▼

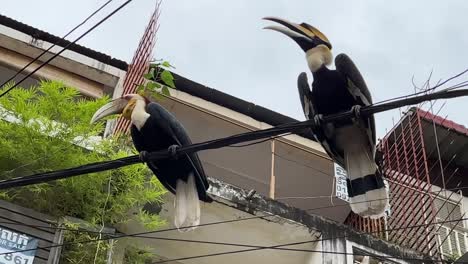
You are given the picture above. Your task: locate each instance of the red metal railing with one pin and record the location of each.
(140, 63)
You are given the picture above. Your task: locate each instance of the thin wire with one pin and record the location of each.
(229, 244)
(55, 44)
(439, 84)
(239, 219)
(66, 47)
(217, 143)
(102, 217)
(259, 141)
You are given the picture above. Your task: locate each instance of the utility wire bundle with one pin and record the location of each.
(222, 142)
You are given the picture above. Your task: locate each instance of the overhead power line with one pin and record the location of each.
(219, 143)
(66, 47)
(252, 247)
(55, 44)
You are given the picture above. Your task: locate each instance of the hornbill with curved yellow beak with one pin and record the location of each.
(350, 143)
(154, 128)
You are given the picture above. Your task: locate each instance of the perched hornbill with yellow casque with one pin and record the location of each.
(350, 143)
(154, 128)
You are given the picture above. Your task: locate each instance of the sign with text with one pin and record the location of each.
(16, 248)
(341, 186)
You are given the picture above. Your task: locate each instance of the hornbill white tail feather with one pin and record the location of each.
(187, 205)
(350, 143)
(368, 195)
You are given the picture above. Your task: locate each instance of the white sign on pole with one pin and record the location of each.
(341, 185)
(16, 248)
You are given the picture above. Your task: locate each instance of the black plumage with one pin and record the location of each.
(160, 131)
(335, 91)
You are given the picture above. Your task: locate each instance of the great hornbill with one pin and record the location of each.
(154, 128)
(350, 143)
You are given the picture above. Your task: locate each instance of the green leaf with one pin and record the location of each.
(167, 64)
(149, 75)
(152, 86)
(165, 91)
(167, 78)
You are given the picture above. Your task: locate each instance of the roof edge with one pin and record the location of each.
(44, 36)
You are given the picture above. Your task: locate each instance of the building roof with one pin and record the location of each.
(257, 112)
(42, 35)
(444, 122)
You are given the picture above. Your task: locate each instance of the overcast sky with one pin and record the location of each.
(221, 44)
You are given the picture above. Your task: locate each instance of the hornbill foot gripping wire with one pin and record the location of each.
(223, 142)
(173, 151)
(318, 120)
(356, 110)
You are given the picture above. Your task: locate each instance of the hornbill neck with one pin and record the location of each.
(139, 114)
(320, 71)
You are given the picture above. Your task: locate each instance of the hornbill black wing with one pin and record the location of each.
(358, 89)
(175, 129)
(307, 101)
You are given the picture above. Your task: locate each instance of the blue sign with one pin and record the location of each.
(16, 248)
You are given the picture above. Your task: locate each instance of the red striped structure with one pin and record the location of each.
(140, 64)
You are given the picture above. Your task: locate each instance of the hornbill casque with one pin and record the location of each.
(350, 143)
(154, 128)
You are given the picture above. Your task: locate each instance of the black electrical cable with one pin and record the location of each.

▲

TASK OBJECTIVE:
Output the entries exactly and keep every picture out of them.

RESPONSE TO THE TASK:
You are given the picture above. Your task: locate each instance of the red metal railing with one pin and record the location of each.
(140, 63)
You are given the picture above. Your task: locate each instance of the thin wire with one pin and record the location of each.
(229, 244)
(55, 44)
(439, 84)
(239, 219)
(66, 47)
(217, 143)
(102, 217)
(259, 141)
You are given the picture above. Your task: locate each instance of the utility wire bundle with one pin and record the location of each.
(222, 142)
You are given the picture above. Your task: locate each instance of the overhead power line with one pin and record the location of each.
(219, 143)
(66, 47)
(252, 247)
(55, 44)
You are given the picture above. Your task: locate each instance of the hornbill with curved yellow beak with one pin and record the location of each.
(350, 143)
(154, 128)
You are given the picture above. Your task: locate each instance of the perched hornbill with yellow casque with one pin and record the location of each.
(350, 143)
(154, 128)
You are given the picture above. Your task: locate each instance of the sign with text with one pin and record the location of each.
(16, 248)
(341, 186)
You are given the picture above. Your task: locate each instance of the hornbill white tail feather with one pin and record the location of each.
(187, 205)
(350, 143)
(368, 195)
You are given the picture above. Your task: locate each instance of the white sign on pole with one pin and record the location of each.
(341, 185)
(16, 248)
You are given the picture above. Your task: locate each instance of the black plumage with one pin and record the location of each.
(160, 131)
(335, 91)
You are given the picture above. Your task: locate each instance of the great hornbill with one pin and record the location of each.
(154, 128)
(350, 143)
You are given the picture above. Your task: locate each instance of the green leaf with one pin and record the location of each.
(167, 64)
(149, 75)
(152, 86)
(165, 91)
(167, 78)
You are given the picture above. Your task: locate each instance of the roof edge with one pin and record the location of each.
(44, 36)
You are given the picture above. Your task: locate each instance of the building roof with one pin and record the location of each.
(257, 112)
(42, 35)
(444, 122)
You are given the picture above. Your task: locate each instance of the overcast sky with one pin and record the location of each.
(221, 44)
You are given the picture above. Your task: locate each instance of the hornbill foot gripping wire with one pin and record the location of each.
(223, 142)
(173, 151)
(318, 120)
(356, 110)
You are given the picture above. Your task: locate each instance of the hornbill neck with one pin and record the location of each.
(139, 114)
(320, 71)
You are given the picture above. Your task: locate each instance of the hornbill black wing with one pin and record the location of each.
(358, 89)
(175, 129)
(307, 101)
You are given the picture above. Your task: locate each instance of the blue sign with one pin and record the location of each.
(16, 248)
You are given the picture above. Your task: locate each instance of the red striped structure with one pin and record the location of each.
(140, 64)
You are given the picture above. Your task: locate each instance of the hornbill casque with one pin and record the location of each.
(350, 143)
(154, 128)
You are given the picture above. Your task: locate each instance of the black electrical cable with one pin and record the location of each.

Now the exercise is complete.